§ TASK ITEM: Among the entries below, one stretch runs from the line that contains "Target: ocean water" through the line that contains "like x=581 y=236.". Repeat that stretch exactly, ends included, and only that.
** RECORDS SUPPLIED follows **
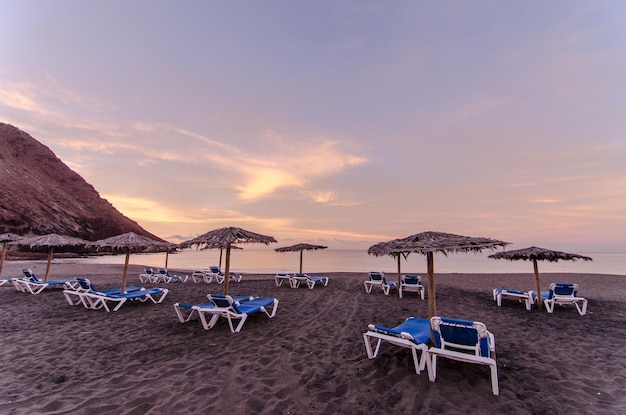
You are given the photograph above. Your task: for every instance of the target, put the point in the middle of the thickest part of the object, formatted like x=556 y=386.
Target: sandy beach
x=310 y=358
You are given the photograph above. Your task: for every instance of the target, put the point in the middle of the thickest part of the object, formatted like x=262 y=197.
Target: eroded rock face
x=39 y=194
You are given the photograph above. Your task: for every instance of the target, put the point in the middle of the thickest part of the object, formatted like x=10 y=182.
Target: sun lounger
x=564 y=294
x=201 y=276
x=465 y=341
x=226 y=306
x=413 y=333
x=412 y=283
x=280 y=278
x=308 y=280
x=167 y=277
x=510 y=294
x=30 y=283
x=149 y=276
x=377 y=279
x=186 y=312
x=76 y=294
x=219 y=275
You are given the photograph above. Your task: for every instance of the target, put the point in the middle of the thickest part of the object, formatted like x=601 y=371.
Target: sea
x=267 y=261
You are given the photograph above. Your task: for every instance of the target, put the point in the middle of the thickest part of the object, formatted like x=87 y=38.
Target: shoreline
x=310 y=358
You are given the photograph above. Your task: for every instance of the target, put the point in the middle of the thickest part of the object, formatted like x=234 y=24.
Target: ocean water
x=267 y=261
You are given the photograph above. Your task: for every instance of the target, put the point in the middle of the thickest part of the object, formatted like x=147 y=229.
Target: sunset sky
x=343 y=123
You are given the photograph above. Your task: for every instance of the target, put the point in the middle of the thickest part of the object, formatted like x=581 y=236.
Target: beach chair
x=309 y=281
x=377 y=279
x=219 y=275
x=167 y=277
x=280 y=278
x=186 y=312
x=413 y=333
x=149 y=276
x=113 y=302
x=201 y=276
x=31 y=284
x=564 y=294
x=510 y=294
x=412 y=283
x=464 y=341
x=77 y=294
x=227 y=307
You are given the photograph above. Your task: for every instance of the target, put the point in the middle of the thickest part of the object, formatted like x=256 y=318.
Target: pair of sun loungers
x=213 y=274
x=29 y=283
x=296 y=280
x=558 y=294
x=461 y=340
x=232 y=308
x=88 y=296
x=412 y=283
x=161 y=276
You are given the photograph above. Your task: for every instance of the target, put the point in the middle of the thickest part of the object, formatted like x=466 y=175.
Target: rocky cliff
** End of RECORDS SUPPLIED **
** RECORDS SUPPLIED follows **
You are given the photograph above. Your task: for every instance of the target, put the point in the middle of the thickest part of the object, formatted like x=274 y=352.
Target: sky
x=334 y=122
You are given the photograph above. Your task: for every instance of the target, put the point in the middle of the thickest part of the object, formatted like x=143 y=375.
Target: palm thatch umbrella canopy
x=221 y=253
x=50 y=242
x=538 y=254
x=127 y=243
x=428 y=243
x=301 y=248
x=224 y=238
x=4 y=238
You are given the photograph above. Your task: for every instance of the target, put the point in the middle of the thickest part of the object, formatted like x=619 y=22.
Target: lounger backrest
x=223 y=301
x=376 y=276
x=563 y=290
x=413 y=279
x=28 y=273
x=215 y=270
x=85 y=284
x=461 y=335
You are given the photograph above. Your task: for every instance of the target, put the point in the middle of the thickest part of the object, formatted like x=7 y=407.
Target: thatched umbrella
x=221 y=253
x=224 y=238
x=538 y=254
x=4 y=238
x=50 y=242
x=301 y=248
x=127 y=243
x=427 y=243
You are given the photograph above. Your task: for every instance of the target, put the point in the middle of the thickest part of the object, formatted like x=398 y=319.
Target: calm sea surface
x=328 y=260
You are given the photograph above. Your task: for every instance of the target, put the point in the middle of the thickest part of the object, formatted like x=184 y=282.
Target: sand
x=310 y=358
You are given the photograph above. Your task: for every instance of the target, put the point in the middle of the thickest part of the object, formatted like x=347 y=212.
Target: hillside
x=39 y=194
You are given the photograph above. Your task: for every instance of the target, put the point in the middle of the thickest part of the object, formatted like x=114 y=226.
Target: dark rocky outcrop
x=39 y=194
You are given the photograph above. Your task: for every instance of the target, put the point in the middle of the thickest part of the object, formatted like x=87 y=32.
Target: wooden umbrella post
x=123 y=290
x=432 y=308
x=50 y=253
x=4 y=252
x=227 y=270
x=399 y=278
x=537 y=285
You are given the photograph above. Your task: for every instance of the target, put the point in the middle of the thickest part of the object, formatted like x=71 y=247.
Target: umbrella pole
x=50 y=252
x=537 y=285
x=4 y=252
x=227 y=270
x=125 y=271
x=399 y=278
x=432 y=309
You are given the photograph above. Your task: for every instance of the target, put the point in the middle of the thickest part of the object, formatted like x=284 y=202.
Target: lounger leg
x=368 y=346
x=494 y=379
** End of RECORDS SUPPLIED **
** RECORDS SUPPLIED follows **
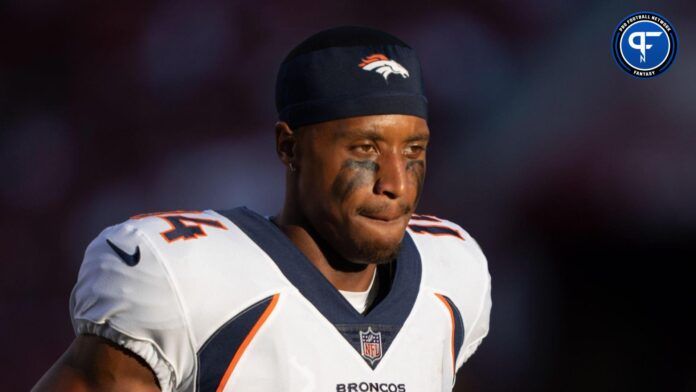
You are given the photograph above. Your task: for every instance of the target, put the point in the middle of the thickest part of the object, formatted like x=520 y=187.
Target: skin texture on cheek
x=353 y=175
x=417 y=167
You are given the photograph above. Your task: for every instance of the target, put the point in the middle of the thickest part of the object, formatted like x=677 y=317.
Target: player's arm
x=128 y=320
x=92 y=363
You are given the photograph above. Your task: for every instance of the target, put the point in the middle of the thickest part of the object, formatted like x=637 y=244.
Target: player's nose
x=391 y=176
** End of RECORDS SUPPLIED **
§ FINISHED TASK:
Target: ocean water
x=267 y=261
You are given the photograph above. Your task: for every instance of the target, put the point in the middle of the thickest part of the object, formatted like x=147 y=229.
Target: sunset sky
x=343 y=123
You are given the photograph above. Your task: for every instance of the target, put the point in the middle of the thickest part of the object, formatted like x=581 y=236.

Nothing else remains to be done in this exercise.